DAS IST ZU TUN — Prüfe, ob diese Aussagen zum Auszug über Architektur und die Elemente passen: (a) Immer mehr Architekten nutzen natürliche Materialien wie Holz. (b) Architektur beginnt mit der Wahl des Grundstücks. (c) Die Architekten beziehen auch Vegetation mit ein. Antworte jeweils mit Ja oder Nein und zitiere die entscheidenden Worte aus dem Auszug wörtlich.

AUSZUG AUS DOKUMENT —
^^^^

Erde, Wasser, Licht und Raum: Architekturprojekte im Einklang mit den Elementen
Architektur beginnt mit einem Verständnis für Materialien und deren Herkunft. Immer mehr Architekten verwenden natürliche, erneuerbare Materialien wie Ton, Holz oder Naturstein und beziehen Licht, Luft, Wasser und Vegetation mit ein. Das Ergebnis sind Gebäude, die nachhaltig funktionieren.
Erde – Traditionsmaterial mit Zukunftspotenzial Lehm erlebt eine Renaissance.

^^^^

BEREITGESTELLTE ANGABEN —
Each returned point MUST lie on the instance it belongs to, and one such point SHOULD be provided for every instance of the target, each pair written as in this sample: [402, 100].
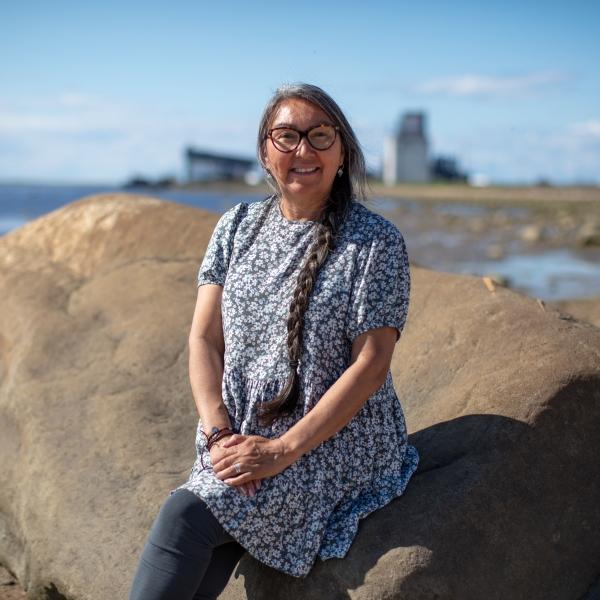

^^^^

ERGEBNIS DER ÜBUNG —
(a) Ja: „Immer mehr Architekten verwenden natürliche, erneuerbare Materialien wie Ton, Holz oder Naturstein“
(b) Nein: „Architektur beginnt mit einem Verständnis für Materialien und deren Herkunft.“
(c) Ja: „beziehen Licht, Luft, Wasser und Vegetation mit ein“